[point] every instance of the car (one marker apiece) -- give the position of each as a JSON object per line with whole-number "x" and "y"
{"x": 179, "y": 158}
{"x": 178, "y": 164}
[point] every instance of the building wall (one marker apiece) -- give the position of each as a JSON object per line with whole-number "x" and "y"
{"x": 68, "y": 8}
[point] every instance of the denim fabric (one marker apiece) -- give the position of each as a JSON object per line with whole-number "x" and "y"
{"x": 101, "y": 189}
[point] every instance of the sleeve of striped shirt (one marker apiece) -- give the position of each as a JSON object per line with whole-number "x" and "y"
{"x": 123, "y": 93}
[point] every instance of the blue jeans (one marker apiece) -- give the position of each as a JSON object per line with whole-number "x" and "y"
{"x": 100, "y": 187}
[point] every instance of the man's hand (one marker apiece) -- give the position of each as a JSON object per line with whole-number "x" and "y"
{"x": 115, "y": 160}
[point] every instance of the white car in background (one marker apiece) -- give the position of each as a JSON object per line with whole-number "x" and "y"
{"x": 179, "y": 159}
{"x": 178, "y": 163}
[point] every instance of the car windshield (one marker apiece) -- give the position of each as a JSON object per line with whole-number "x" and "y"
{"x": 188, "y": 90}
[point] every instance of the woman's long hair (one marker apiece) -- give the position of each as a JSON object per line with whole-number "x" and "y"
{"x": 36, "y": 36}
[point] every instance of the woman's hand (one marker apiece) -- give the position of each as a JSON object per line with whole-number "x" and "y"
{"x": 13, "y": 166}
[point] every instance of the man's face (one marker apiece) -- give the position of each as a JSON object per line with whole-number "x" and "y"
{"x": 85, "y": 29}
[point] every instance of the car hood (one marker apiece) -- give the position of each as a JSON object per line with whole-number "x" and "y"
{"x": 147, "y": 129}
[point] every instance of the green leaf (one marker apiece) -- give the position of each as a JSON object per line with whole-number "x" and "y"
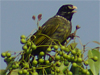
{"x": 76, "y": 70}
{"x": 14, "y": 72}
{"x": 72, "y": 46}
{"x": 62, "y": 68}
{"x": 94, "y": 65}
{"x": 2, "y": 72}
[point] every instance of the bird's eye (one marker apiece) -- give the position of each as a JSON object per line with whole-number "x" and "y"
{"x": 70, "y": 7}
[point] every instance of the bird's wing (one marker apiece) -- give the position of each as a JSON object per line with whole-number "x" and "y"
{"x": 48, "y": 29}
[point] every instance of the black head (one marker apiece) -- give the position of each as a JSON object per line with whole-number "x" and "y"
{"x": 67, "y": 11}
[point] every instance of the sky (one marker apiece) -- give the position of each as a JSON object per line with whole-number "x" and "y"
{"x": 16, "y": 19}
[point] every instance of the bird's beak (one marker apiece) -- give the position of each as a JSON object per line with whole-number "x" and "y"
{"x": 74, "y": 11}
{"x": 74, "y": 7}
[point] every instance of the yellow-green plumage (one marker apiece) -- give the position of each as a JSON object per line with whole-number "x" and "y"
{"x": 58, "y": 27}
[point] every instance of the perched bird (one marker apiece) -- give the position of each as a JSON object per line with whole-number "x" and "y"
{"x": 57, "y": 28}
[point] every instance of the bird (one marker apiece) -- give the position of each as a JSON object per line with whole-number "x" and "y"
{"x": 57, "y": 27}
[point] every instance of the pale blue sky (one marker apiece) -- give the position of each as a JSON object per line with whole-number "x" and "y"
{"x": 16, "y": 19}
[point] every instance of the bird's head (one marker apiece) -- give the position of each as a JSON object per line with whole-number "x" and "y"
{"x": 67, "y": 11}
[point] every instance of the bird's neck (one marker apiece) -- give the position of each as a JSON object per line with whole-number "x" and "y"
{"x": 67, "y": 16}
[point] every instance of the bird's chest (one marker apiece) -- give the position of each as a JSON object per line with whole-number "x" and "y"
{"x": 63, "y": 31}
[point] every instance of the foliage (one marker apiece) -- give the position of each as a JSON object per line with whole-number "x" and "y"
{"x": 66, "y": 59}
--
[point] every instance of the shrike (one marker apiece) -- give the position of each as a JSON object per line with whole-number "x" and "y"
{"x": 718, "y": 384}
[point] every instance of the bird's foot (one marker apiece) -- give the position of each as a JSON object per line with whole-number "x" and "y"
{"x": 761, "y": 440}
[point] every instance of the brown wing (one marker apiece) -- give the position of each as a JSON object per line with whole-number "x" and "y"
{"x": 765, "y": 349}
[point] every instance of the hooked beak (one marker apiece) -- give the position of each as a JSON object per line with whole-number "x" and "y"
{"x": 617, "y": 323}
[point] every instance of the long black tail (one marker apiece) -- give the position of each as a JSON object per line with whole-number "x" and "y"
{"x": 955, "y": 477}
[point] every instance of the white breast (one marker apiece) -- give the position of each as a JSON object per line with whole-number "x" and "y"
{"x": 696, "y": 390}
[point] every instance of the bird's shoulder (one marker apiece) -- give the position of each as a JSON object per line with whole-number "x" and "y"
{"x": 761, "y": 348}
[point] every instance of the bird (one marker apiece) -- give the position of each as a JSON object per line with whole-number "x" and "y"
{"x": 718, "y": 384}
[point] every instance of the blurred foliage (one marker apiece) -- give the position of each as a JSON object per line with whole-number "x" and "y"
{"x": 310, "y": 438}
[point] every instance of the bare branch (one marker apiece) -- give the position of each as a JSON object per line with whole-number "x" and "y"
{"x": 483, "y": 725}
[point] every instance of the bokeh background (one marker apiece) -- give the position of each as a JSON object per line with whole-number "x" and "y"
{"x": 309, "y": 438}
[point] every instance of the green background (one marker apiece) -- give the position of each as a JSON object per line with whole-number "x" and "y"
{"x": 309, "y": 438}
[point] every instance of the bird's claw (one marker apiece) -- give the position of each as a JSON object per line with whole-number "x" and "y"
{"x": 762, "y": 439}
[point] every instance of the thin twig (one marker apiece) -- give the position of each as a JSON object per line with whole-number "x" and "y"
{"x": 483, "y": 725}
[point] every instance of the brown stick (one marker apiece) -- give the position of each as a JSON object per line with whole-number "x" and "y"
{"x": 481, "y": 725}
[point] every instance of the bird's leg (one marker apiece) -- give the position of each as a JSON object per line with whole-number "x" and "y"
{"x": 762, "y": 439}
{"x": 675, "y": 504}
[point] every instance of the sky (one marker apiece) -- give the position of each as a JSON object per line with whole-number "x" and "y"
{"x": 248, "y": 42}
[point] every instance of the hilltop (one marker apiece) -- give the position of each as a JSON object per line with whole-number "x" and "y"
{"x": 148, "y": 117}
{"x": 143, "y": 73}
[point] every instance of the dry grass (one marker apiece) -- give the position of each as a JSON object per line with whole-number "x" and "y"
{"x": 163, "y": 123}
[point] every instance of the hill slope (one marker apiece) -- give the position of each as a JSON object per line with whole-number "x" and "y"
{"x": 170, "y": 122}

## [Set exercise]
Gather every line of the records above that contains the string "woman", and copy each one in full. Case counts, so match the string only where its capitalization is the same.

## [Answer to this exercise]
[point] every instance of the woman's long hair (one marker apiece) -- give the position of each as a JSON object per line with whole-number "x" and "y"
[point] every instance of the woman's hand (one marker apiece) -- give the position of each as a JSON object per line with whole-number "x" and "y"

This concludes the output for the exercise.